### Task data
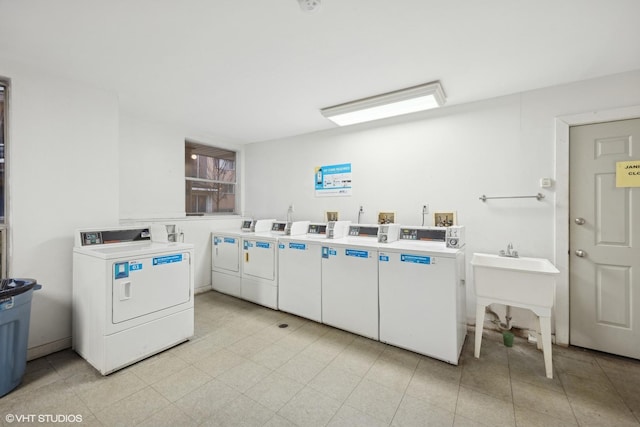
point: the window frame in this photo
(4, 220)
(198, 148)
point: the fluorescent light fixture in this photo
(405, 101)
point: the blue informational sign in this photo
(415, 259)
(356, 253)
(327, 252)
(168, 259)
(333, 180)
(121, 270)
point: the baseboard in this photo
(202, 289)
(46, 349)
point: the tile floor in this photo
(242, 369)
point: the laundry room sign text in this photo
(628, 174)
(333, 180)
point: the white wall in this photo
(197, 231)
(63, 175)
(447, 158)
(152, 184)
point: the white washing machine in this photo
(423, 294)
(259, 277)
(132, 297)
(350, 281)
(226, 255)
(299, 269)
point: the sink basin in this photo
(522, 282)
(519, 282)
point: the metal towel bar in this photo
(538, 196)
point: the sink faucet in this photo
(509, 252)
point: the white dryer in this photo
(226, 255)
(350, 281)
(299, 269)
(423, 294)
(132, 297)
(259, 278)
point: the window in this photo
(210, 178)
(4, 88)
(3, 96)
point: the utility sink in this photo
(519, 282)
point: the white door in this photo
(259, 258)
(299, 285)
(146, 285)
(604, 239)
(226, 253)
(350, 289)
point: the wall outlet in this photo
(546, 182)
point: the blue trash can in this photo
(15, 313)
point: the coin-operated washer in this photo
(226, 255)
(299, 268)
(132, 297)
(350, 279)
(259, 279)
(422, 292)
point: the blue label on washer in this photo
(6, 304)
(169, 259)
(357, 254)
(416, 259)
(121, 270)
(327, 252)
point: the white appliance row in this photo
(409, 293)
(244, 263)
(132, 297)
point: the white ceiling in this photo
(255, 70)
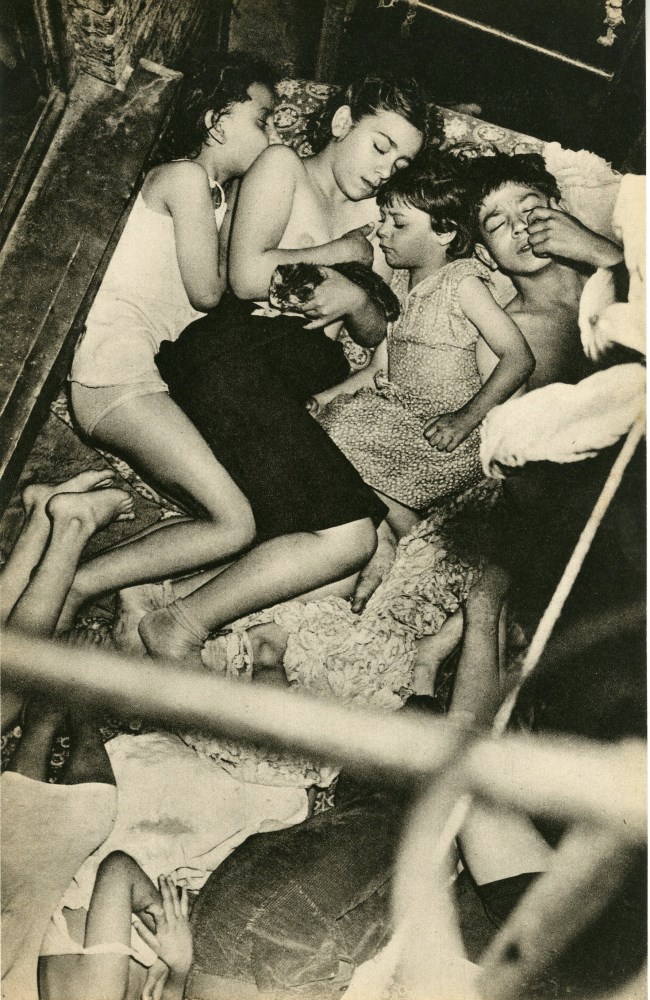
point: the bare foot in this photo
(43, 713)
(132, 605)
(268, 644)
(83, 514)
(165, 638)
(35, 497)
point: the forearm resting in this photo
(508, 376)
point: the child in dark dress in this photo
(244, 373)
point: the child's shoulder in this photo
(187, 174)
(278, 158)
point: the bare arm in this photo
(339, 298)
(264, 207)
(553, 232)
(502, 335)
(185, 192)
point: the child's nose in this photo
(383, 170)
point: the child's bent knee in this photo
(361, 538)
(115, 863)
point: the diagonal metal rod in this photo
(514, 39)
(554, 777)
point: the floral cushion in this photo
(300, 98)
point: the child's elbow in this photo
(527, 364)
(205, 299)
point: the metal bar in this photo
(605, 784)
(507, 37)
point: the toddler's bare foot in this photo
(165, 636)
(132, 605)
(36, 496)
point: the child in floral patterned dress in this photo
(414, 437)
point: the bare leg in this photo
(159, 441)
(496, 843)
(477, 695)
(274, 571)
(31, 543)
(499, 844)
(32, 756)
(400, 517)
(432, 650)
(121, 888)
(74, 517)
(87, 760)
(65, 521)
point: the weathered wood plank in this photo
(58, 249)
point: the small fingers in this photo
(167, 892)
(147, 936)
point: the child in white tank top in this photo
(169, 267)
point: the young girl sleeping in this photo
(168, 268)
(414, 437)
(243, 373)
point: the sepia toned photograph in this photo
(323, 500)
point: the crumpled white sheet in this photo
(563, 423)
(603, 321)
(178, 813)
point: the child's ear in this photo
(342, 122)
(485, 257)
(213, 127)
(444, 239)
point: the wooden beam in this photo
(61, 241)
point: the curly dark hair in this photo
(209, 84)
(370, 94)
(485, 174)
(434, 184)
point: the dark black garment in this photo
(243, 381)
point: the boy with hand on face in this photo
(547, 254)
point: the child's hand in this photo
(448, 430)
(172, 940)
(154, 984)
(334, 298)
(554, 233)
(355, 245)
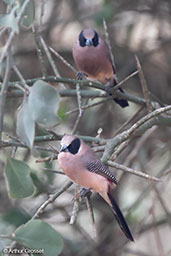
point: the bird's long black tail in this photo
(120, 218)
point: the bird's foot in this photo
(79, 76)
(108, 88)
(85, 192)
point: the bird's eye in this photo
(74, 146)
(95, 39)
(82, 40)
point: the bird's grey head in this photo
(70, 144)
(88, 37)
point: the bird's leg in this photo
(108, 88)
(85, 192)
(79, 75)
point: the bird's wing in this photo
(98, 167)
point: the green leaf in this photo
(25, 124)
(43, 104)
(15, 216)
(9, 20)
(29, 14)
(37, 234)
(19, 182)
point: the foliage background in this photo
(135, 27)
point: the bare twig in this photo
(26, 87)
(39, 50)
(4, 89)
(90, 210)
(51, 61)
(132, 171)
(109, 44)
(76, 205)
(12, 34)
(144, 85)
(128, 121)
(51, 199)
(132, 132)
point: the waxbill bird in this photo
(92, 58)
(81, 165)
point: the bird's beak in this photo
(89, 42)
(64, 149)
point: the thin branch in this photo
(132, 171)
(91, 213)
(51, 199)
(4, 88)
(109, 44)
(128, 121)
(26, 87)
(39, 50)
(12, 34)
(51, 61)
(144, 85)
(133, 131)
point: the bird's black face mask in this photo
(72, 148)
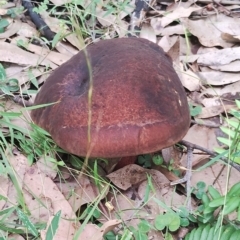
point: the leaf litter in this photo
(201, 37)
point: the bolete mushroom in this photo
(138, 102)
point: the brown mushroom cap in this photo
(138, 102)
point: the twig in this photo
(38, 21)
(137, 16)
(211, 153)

### Set task
Please give the lines above as a numbered list, skipping blank lines and leaving out the pictures.

### Result for this exercise
1. point: the window frame in this photo
2. (4, 220)
3. (198, 148)
4. point: the fluorescent light fixture in this photo
5. (405, 101)
6. point: the blue informational sign in this photo
7. (415, 259)
8. (356, 253)
9. (327, 252)
10. (168, 259)
11. (333, 180)
12. (121, 270)
13. point: the baseboard in this photo
14. (202, 289)
15. (46, 349)
16. point: the tile floor in this photo
17. (242, 369)
18. point: the laundry room sign text in this photo
19. (628, 174)
20. (333, 180)
21. point: the white wall in this photo
22. (197, 231)
23. (63, 175)
24. (447, 158)
25. (152, 184)
26. point: the white washing machine in this photo
27. (423, 294)
28. (259, 277)
29. (132, 297)
30. (350, 281)
31. (226, 255)
32. (299, 269)
33. point: the sink basin in this photo
34. (522, 282)
35. (519, 282)
36. point: the metal towel bar in this photo
37. (538, 196)
38. point: the sink faucet in this photo
39. (509, 252)
40. point: the white dryer in this photo
41. (226, 255)
42. (350, 281)
43. (299, 269)
44. (423, 294)
45. (132, 297)
46. (259, 278)
47. point: the window in this photo
48. (210, 178)
49. (4, 88)
50. (3, 96)
51. point: the utility sink in this photo
52. (519, 282)
53. point: the white door in this photo
54. (259, 258)
55. (299, 285)
56. (146, 285)
57. (604, 239)
58. (226, 253)
59. (350, 289)
60. point: the wall outlet in this photo
61. (546, 182)
62. point: the blue trash can in this photo
63. (15, 313)
64. point: the coin-operated washer in this photo
65. (226, 255)
66. (299, 268)
67. (132, 297)
68. (350, 279)
69. (259, 279)
70. (422, 292)
71. point: the blue label on washer in this photo
72. (6, 304)
73. (169, 259)
74. (357, 254)
75. (416, 259)
76. (121, 270)
77. (327, 252)
78. point: the white appliance row in this photo
79. (409, 293)
80. (244, 263)
81. (132, 297)
82. point: the white ceiling in this photo
83. (255, 70)
84. point: the bare foot in this photo
85. (43, 713)
86. (132, 605)
87. (268, 644)
88. (83, 514)
89. (165, 638)
90. (35, 497)
91. point: the forearm resting in this photo
92. (508, 376)
93. point: the child in dark dress in this photo
94. (244, 373)
95. point: the child's shoulder in this photo
96. (187, 174)
97. (278, 158)
98. point: the bare arm in this photo
99. (339, 298)
100. (264, 207)
101. (553, 232)
102. (502, 335)
103. (185, 192)
104. point: the child's nose in this photo
105. (383, 170)
106. point: the child's bent knee in this photo
107. (361, 538)
108. (115, 863)
109. point: the diagonal metal rod in this photo
110. (514, 39)
111. (554, 777)
112. point: the floral cushion in this photo
113. (300, 98)
114. point: the child's elbow in this photo
115. (527, 364)
116. (205, 299)
117. point: the metal bar in this photo
118. (605, 784)
119. (507, 37)
120. point: the toddler's bare foot in this photo
121. (165, 636)
122. (132, 605)
123. (36, 496)
124. point: the child in floral patterned dress in this photo
125. (414, 437)
126. point: the bare leg in this photo
127. (159, 441)
128. (496, 843)
129. (477, 695)
130. (274, 571)
131. (31, 543)
132. (499, 844)
133. (32, 756)
134. (400, 517)
135. (432, 650)
136. (121, 888)
137. (74, 517)
138. (87, 760)
139. (65, 521)
140. point: the weathered wood plank in this photo
141. (58, 249)
142. point: the small fingers in this photo
143. (167, 892)
144. (147, 936)
145. point: the child in white tank top in this photo
146. (169, 267)
147. point: the young girl sleeping in this photo
148. (168, 268)
149. (414, 437)
150. (243, 373)
151. point: the sepia toned photograph in this photo
152. (323, 500)
153. point: the crumpled white sheet in this photo
154. (563, 423)
155. (603, 321)
156. (178, 813)
157. point: the child's ear in this photo
158. (342, 122)
159. (485, 257)
160. (213, 127)
161. (444, 239)
162. point: the wooden beam in this photo
163. (61, 241)
164. point: the curly dark hair in this photo
165. (209, 84)
166. (370, 94)
167. (485, 174)
168. (434, 184)
169. point: the dark black garment in this photo
170. (243, 381)
171. point: the boy with hand on face in this photo
172. (547, 254)
173. point: the child's hand in this photo
174. (448, 430)
175. (172, 940)
176. (154, 984)
177. (334, 298)
178. (554, 233)
179. (355, 245)
180. point: the bird's long black tail in this photo
181. (120, 218)
182. point: the bird's foot in this photo
183. (79, 76)
184. (108, 88)
185. (85, 192)
186. point: the bird's eye in this photo
187. (74, 146)
188. (95, 39)
189. (82, 40)
190. point: the bird's grey head in this photo
191. (70, 144)
192. (88, 37)
193. point: the bird's leg in this photo
194. (108, 88)
195. (85, 192)
196. (79, 75)
197. point: the bird's wing in this photo
198. (98, 167)
199. point: the green leaf in this photo
200. (25, 124)
201. (43, 104)
202. (15, 216)
203. (9, 20)
204. (29, 14)
205. (37, 234)
206. (19, 182)
207. point: the foliage background in this photo
208. (135, 27)
209. point: the bare twig in this photo
210. (26, 87)
211. (39, 50)
212. (4, 89)
213. (90, 210)
214. (51, 61)
215. (132, 171)
216. (109, 44)
217. (76, 205)
218. (12, 34)
219. (144, 85)
220. (128, 121)
221. (51, 199)
222. (132, 132)
223. point: the waxbill bird in this photo
224. (92, 58)
225. (81, 165)
226. point: the bird's beak in this photo
227. (89, 42)
228. (64, 149)
229. point: the thin branch in this photo
230. (132, 171)
231. (91, 213)
232. (51, 199)
233. (4, 88)
234. (109, 44)
235. (128, 121)
236. (26, 87)
237. (39, 50)
238. (12, 34)
239. (51, 61)
240. (144, 85)
241. (133, 131)
242. point: the bird's black face mask in this photo
243. (72, 148)
244. point: the leaf litter in this photo
245. (201, 37)
246. point: the bolete mushroom in this photo
247. (138, 102)
248. point: the brown mushroom cap in this photo
249. (138, 102)
250. point: the twig in this photo
251. (38, 21)
252. (137, 16)
253. (211, 153)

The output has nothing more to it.